TASK TO COMPLETE: Write out the rows below word for word, starting at the one containing "Looking at the image above, tell me: is any stone column" and ending at the one containing "xmin=40 ymin=111 xmax=86 ymax=121", both included.
────────
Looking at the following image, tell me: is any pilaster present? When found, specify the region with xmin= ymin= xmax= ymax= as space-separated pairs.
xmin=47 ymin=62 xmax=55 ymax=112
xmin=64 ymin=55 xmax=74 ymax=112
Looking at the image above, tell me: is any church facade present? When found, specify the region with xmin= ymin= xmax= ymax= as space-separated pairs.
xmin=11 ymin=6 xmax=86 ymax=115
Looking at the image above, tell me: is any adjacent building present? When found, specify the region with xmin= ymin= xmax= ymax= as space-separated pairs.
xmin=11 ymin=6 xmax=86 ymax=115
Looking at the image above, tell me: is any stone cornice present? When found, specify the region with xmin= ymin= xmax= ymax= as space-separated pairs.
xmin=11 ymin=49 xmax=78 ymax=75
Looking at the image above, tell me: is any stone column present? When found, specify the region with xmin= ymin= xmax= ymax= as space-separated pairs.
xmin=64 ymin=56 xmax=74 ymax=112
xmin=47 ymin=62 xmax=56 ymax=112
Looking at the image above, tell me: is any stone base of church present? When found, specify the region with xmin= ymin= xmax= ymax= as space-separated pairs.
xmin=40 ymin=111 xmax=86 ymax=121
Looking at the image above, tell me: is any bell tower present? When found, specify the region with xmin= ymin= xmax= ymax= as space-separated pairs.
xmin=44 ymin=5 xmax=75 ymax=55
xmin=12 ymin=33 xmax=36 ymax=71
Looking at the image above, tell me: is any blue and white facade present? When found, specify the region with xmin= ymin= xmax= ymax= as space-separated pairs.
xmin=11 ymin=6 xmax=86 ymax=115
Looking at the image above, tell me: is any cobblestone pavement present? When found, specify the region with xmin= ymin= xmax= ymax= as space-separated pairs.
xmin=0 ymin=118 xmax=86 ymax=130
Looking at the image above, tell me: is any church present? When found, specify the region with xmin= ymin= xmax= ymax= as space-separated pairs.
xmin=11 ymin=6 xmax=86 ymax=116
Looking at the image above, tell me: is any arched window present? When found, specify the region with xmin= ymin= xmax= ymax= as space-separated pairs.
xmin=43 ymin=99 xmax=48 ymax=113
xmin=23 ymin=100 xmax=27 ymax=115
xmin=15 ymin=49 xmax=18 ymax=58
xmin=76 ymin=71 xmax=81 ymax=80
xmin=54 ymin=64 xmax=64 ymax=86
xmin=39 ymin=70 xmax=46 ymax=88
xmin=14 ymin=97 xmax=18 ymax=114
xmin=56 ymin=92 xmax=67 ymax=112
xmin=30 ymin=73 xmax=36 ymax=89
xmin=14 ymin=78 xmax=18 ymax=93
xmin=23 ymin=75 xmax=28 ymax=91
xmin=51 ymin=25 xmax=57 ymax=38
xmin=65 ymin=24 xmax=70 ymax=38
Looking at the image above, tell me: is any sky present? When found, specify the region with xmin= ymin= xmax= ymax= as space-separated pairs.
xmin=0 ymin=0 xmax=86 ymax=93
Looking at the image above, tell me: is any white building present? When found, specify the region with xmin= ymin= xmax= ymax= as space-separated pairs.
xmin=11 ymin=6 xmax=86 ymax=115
────────
EXERCISE RESPONSE:
Looking at the image above, tell me: is any stone column present? When found, specify the region with xmin= ymin= xmax= ymax= as space-separated pairs.
xmin=64 ymin=56 xmax=74 ymax=112
xmin=47 ymin=62 xmax=56 ymax=112
Looking at the image above, tell me: is any stone base of church present? When found, specify the region with xmin= ymin= xmax= ymax= as space-separated pairs.
xmin=40 ymin=111 xmax=86 ymax=121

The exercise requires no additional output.